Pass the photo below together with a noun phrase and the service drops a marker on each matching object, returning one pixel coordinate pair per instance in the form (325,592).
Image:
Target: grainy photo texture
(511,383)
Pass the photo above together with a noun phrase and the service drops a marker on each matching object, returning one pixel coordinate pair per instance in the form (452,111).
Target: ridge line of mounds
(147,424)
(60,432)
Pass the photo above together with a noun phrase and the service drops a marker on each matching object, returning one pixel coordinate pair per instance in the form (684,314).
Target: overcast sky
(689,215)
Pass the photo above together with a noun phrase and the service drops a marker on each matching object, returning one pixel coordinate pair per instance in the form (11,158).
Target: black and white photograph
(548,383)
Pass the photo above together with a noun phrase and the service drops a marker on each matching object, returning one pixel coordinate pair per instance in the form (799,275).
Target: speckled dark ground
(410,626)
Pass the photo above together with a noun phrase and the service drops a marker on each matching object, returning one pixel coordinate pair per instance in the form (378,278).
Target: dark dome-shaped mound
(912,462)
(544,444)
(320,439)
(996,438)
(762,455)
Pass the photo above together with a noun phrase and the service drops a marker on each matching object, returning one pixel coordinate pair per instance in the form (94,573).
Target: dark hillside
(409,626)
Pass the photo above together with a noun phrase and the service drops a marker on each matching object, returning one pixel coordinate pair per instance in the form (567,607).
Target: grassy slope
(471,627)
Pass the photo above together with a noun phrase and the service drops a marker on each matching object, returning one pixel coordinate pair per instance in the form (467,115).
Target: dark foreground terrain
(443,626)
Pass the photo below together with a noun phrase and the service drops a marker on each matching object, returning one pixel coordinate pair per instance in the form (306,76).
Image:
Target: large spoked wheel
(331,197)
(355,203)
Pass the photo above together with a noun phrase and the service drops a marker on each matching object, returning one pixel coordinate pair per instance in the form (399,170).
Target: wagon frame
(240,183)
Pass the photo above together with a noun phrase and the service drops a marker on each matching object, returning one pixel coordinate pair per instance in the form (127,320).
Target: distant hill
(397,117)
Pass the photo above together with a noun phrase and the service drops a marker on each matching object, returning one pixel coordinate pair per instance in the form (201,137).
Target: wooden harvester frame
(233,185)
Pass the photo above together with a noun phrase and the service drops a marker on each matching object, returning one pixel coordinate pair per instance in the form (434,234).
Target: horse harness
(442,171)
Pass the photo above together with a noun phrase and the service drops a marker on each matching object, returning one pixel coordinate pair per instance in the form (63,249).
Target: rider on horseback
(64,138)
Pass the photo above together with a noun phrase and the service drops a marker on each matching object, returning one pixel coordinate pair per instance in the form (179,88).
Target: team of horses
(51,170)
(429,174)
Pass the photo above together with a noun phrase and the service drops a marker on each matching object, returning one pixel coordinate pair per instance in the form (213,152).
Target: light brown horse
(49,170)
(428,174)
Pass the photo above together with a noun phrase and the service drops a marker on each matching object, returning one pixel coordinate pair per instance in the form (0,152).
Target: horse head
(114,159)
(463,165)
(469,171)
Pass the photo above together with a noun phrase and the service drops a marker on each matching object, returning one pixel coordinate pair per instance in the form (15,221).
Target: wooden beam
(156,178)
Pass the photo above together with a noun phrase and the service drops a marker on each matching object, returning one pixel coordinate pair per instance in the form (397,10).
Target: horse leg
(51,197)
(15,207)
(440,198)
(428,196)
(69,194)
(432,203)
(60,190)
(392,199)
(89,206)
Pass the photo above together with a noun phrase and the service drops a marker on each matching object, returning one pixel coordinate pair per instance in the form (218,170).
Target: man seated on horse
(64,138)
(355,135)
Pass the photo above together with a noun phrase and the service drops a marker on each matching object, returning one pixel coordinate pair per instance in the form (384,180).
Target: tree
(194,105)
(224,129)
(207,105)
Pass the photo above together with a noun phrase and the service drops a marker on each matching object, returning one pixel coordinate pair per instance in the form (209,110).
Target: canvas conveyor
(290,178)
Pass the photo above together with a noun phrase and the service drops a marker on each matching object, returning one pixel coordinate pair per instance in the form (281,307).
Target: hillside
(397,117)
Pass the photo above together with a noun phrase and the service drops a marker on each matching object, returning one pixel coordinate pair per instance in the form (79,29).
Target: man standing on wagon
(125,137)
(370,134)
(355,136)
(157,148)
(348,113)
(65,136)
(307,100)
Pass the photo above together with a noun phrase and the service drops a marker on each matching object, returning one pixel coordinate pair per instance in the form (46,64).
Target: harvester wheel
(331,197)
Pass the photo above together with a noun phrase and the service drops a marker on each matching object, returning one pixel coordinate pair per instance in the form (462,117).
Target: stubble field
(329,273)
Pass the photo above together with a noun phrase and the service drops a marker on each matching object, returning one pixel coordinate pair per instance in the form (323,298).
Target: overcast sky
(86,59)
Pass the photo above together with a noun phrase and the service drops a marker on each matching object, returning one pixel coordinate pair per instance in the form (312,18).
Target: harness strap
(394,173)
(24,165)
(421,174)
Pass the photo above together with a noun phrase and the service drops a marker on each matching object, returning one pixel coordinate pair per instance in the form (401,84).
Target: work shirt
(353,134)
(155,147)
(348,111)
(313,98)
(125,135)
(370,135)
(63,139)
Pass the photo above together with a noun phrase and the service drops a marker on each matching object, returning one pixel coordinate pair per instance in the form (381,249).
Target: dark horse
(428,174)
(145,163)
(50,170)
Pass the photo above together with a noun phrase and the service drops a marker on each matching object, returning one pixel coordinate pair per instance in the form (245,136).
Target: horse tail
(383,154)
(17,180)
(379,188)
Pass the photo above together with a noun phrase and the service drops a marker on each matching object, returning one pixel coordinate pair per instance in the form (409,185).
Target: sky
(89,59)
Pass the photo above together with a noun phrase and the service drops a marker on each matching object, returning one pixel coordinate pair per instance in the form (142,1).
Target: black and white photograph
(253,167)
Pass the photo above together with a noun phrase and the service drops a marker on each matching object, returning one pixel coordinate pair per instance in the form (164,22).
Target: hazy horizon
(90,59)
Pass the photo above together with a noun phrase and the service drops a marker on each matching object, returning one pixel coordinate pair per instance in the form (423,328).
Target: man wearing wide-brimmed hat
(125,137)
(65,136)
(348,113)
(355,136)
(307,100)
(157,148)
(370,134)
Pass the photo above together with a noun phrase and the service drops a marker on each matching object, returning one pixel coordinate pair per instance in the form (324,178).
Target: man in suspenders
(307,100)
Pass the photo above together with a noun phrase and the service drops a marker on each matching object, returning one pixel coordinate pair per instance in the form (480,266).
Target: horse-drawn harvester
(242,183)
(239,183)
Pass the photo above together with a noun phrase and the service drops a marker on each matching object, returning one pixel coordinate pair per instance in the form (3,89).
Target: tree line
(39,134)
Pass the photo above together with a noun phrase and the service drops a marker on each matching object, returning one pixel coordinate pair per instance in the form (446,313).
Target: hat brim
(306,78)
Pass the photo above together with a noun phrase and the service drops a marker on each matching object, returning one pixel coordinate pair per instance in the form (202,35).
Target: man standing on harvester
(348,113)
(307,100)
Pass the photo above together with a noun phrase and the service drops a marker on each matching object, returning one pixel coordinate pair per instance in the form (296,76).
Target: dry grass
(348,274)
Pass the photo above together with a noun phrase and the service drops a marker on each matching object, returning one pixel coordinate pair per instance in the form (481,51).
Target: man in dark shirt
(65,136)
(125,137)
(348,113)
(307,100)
○ ○ ○ ○ ○
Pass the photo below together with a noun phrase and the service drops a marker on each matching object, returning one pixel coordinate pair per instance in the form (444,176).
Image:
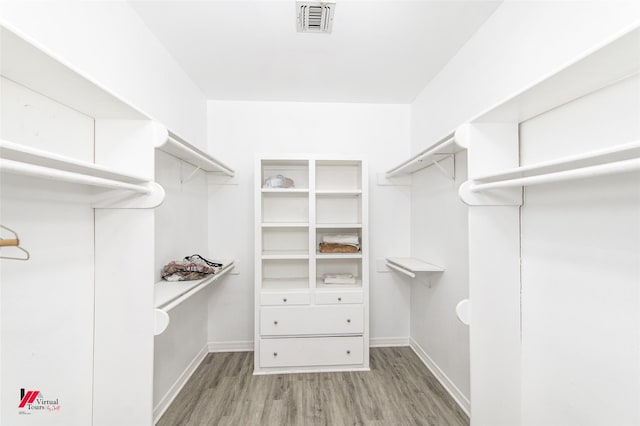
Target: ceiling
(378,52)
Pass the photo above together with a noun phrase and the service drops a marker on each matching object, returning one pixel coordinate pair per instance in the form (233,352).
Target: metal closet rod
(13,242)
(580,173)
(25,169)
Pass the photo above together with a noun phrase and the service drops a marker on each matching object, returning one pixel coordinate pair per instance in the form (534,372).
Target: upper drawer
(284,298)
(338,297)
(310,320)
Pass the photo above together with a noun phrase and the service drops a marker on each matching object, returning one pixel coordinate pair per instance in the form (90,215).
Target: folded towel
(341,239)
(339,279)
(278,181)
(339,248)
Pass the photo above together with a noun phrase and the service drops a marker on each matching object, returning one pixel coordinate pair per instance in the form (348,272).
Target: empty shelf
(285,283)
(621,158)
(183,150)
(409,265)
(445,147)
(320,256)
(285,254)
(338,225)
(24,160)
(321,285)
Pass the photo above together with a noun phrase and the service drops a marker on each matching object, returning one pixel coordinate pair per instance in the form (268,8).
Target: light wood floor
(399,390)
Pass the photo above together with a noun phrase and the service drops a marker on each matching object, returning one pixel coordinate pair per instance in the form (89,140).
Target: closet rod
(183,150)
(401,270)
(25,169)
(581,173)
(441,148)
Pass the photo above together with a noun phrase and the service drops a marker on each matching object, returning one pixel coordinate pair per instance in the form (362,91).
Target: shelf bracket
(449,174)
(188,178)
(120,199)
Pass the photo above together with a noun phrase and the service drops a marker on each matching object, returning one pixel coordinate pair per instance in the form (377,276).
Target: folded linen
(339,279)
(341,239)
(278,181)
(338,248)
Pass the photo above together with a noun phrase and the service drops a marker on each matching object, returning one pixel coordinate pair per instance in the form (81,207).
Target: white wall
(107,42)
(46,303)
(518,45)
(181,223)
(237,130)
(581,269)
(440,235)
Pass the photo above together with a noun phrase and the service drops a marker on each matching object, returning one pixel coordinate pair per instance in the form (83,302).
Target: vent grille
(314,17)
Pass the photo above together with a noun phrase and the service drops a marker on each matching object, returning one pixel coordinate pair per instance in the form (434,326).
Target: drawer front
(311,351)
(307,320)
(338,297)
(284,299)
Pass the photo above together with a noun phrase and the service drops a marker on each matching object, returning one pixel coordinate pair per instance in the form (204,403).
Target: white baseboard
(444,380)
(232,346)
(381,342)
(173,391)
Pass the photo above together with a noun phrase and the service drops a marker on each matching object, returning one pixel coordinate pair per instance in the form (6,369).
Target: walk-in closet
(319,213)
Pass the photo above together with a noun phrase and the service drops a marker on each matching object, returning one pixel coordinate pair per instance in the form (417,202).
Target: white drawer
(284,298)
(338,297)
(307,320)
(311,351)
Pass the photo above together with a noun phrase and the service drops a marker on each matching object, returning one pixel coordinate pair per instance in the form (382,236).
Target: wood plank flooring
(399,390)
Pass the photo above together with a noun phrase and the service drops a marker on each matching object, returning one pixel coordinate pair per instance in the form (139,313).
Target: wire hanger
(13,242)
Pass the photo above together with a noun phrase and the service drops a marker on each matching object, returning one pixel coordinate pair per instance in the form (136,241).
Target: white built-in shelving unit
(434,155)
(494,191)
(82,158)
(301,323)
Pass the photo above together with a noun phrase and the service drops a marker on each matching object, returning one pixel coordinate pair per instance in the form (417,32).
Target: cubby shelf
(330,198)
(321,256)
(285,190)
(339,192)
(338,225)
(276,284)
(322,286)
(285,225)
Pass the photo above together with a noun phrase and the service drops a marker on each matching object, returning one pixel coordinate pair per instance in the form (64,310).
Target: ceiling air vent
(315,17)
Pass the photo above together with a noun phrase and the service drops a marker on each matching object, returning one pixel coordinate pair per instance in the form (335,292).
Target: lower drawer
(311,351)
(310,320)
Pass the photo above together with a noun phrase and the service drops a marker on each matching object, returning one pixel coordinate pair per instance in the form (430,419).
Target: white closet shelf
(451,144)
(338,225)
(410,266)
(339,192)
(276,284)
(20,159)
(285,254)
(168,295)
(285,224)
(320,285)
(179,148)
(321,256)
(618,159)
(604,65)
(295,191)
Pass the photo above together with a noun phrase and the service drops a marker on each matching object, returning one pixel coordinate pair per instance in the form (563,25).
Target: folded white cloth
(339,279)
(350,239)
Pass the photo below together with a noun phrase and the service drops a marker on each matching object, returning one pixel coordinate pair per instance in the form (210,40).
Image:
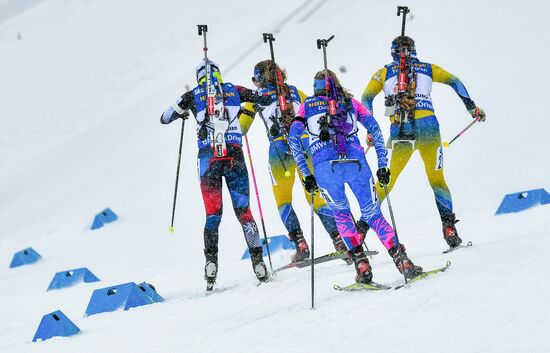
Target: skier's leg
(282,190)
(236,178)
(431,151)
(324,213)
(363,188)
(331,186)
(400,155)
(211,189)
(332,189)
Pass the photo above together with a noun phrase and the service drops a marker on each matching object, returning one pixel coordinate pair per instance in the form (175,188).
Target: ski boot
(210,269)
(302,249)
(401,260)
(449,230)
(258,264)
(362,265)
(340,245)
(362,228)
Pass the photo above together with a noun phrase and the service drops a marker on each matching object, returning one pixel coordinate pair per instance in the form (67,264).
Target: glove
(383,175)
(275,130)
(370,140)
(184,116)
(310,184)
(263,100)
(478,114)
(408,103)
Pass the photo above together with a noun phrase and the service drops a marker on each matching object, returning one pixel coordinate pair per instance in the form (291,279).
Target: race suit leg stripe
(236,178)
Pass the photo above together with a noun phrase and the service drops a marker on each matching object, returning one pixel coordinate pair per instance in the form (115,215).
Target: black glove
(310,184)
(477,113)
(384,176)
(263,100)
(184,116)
○ ○ ○ ○ ○
#### [REQUIRED WORK]
Find each line in the material above that contains the word "harvester" and copy those lines out. Count only matches with the same capitalization, so uppercase and lowercase letters are treated as different.

#### [ANSWER IN FULL]
Target: wooden harvester frame
Target: harvester wheel
Target: horse-drawn harvester
Target: man standing on harvester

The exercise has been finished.